# [What is being asked]
Transcribe all of the material below word for word and leave out its pictures.

# [Materials provided]

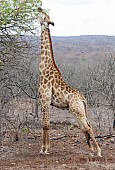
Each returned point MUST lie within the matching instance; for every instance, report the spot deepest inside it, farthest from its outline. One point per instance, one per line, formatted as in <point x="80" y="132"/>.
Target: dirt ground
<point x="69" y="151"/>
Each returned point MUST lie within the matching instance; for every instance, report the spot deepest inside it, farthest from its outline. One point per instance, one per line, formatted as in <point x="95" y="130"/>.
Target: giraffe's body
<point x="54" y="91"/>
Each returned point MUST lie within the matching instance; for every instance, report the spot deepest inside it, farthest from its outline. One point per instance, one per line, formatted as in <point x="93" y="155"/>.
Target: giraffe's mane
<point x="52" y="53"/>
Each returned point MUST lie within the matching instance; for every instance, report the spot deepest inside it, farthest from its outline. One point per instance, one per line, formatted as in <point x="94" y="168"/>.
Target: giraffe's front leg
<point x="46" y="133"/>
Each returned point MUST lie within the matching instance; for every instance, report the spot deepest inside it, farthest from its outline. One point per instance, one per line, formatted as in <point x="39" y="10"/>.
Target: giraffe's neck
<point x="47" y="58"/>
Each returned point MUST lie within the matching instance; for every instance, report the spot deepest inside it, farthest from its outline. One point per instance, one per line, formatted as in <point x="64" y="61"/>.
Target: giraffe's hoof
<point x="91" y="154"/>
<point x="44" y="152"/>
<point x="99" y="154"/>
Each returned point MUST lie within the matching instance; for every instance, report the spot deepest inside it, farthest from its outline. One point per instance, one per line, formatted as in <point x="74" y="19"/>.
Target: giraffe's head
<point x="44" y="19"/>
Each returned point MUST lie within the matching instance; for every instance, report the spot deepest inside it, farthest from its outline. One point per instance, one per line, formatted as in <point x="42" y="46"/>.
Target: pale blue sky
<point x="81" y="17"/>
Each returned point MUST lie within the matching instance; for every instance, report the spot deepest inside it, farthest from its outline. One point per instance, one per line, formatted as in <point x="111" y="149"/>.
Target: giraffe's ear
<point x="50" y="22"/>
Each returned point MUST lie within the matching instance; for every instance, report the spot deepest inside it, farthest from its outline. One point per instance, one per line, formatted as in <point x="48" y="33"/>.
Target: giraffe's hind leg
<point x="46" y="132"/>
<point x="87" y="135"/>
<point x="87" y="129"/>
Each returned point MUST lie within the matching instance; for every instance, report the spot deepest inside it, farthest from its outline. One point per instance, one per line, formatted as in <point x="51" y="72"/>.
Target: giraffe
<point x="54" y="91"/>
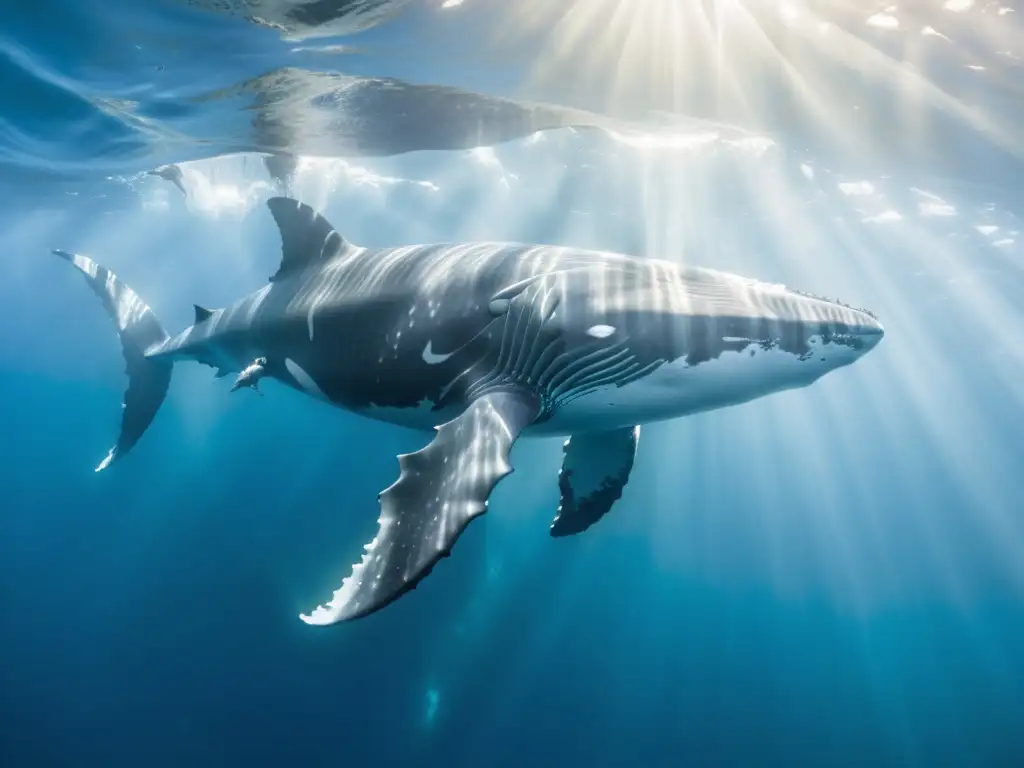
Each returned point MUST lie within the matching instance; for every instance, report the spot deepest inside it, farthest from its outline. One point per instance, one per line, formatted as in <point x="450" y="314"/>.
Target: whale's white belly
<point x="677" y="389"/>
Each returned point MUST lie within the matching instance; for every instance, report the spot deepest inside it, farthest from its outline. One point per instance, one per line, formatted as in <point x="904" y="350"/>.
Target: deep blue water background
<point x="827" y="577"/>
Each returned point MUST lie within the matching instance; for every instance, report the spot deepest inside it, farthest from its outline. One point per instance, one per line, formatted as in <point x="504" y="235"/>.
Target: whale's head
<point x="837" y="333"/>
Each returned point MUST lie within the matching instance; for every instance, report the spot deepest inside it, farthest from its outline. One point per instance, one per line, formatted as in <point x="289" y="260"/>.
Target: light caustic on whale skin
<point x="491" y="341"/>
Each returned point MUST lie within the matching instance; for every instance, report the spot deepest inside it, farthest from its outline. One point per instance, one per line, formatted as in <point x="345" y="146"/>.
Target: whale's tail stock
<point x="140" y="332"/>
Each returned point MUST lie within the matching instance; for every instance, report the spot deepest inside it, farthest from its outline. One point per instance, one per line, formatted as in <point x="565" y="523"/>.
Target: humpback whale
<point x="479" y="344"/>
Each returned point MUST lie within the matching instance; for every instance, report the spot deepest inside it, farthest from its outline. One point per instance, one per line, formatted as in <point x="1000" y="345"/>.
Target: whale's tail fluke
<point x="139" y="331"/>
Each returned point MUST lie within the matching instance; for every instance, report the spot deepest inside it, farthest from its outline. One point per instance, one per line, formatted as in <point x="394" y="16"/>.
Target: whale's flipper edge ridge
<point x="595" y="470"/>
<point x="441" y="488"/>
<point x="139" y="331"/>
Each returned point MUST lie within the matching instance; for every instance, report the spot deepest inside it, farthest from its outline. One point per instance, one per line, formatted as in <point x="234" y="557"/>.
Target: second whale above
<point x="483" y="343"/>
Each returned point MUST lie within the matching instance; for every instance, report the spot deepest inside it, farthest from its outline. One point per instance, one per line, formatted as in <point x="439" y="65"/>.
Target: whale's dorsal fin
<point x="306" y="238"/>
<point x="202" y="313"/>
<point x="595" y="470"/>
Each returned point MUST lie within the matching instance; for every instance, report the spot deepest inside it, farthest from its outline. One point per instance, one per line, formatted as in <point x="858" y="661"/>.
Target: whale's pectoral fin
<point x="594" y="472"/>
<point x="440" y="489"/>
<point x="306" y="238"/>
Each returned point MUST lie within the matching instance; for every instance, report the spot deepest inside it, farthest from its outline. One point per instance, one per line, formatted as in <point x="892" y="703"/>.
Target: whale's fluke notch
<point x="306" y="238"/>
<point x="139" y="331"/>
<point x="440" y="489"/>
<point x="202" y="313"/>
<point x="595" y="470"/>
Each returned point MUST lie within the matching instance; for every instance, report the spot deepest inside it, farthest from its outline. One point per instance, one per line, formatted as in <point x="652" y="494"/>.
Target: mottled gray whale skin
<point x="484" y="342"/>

# [Completed exercise]
Each returned point MUST lie within the matching instance; for every instance, report the spot deepest inside it, farthest from its outline. One point per instance, one per line, formatted as in <point x="80" y="132"/>.
Target: dirt ground
<point x="69" y="151"/>
Each returned point MUST lie within the matching instance; for every instance, report the spot deepest inside it, farthest from its outline. One point per instance, one per line, formatted as in <point x="95" y="130"/>.
Target: giraffe's body
<point x="54" y="91"/>
Each returned point MUST lie within the matching instance; for every instance, report the spot deepest inside it, farthest from its outline. One point per instance, one per line, formatted as in <point x="93" y="155"/>.
Target: giraffe's mane
<point x="52" y="53"/>
Each returned point MUST lie within the matching instance; for every instance, report the spot deepest inside it, farthest from its outline. One point per instance, one per line, formatted as in <point x="94" y="168"/>.
Target: giraffe's front leg
<point x="46" y="133"/>
Each returned point MUST lie within the matching instance; for every instance, report the spot deepest inside it, farthest from its outline. One point per instance, one per line, formatted as in <point x="39" y="10"/>.
Target: giraffe's neck
<point x="47" y="58"/>
Each returned point MUST lie within the matching instance; for every instance, report the spot deepest inside it, farthest from its outline. One point per instance, one per line, formatted as in <point x="64" y="61"/>.
Target: giraffe's hoof
<point x="91" y="154"/>
<point x="44" y="152"/>
<point x="99" y="154"/>
Each returned point MUST lie within the matching instance; for every instance, report the spot deepest inside it, farthest from its outline. One point per instance, one per line, formatted as in <point x="74" y="19"/>.
Target: giraffe's head
<point x="44" y="19"/>
Each returned point MUST lie within the matching instance; for every instance, report the spot deepest inside it, farthest from its outline. One point per instance, one per line, formatted as in <point x="42" y="46"/>.
Target: pale blue sky
<point x="81" y="17"/>
Each returned point MUST lie within the matching instance; for every instance, report the spot deepest inside it, farthest from its outline. One point per instance, one per line, formatted as in <point x="111" y="149"/>.
Target: giraffe's ear
<point x="50" y="22"/>
Each returned point MUST lie within the matching instance; for every instance, report the spot deepest inside it, farthest from its outline. One point per instance, one per line, formatted as in <point x="48" y="33"/>.
Target: giraffe's hind leg
<point x="46" y="132"/>
<point x="87" y="135"/>
<point x="87" y="129"/>
Each returned point MUST lie within the matching instance; for every instance, report the spot deepest inside it, farthest from its outline. One point per instance, one per line, formatted as in <point x="51" y="72"/>.
Target: giraffe
<point x="54" y="91"/>
Each returned point MUST lie within the matching instance; for every instance, report the spot deepest inside it, farthest from its outline. One point per instance, one per line, formatted as in <point x="450" y="314"/>.
Target: whale's white belly
<point x="677" y="389"/>
Each returned point MUST lie within the matching instance; for every instance, report the spot deepest inside it, farthest from its outline. One point per instance, one per line, formatted as in <point x="904" y="350"/>.
Target: deep blue water background
<point x="827" y="577"/>
Each returned point MUST lie within the matching instance; for every instance, report the spot deepest inside it, farthest from its outline. One point per instance, one per line, formatted as in <point x="504" y="235"/>.
Target: whale's head
<point x="837" y="333"/>
Each returned point MUST lie within the matching instance; for every instance, report the spot deepest inside it, farthest from its outline. One point per instance, one per line, formatted as in <point x="289" y="260"/>.
Target: light caustic on whale skin
<point x="491" y="341"/>
Each returned point MUST lie within the matching instance; for every instance, report the spot deepest inside it, farthest from its outline. One point per instance, one per line, formatted as in <point x="345" y="146"/>.
Target: whale's tail stock
<point x="140" y="332"/>
Each returned point MUST lie within the matching instance; for every instance, report the spot deepest inside it, farthest from its outline. One point per instance, one per line, formatted as in <point x="565" y="523"/>.
Target: humpback whale
<point x="479" y="344"/>
Each returned point MUST lie within the matching instance; for every instance, report the spot deepest inside it, farthest from its outline. One point per instance, one per line, formatted as in <point x="1000" y="345"/>.
Target: whale's tail fluke
<point x="139" y="331"/>
Each returned point MUST lie within the matching instance; for every instance, report the spot deepest inside it, farthest from its outline. One point per instance, one per line, formatted as in <point x="394" y="16"/>.
Target: whale's flipper edge ridge
<point x="595" y="470"/>
<point x="441" y="488"/>
<point x="139" y="331"/>
Each returned point MUST lie within the matching instance; for every instance, report the spot deepest inside it, farthest from its outline. One point per instance, one per line, formatted as in <point x="234" y="557"/>.
Target: second whale above
<point x="483" y="343"/>
Each returned point MUST lie within the matching instance; for every instance, report the spot deepest inside it, farthest from its outline. One point per instance, one per line, formatted as in <point x="439" y="65"/>.
Target: whale's dorsal fin
<point x="306" y="238"/>
<point x="202" y="313"/>
<point x="595" y="470"/>
Each returned point MUST lie within the matching instance; for every instance, report the spot deepest inside it, farthest from its outline. One point per instance, one per line, formatted as in <point x="858" y="661"/>.
Target: whale's pectoral fin
<point x="594" y="472"/>
<point x="440" y="489"/>
<point x="306" y="238"/>
Each returned point MUST lie within the matching instance; for every instance, report the spot deepest inside it, farthest from its outline. One point per instance, one per line, formatted as in <point x="892" y="703"/>.
Target: whale's fluke notch
<point x="306" y="238"/>
<point x="139" y="331"/>
<point x="440" y="489"/>
<point x="202" y="313"/>
<point x="595" y="470"/>
Each returned point MUST lie within the matching instance; for every instance, report the spot deepest inside it, farthest from its outline. One point per instance, one per line, formatted as in <point x="652" y="494"/>.
Target: mottled gray whale skin
<point x="484" y="342"/>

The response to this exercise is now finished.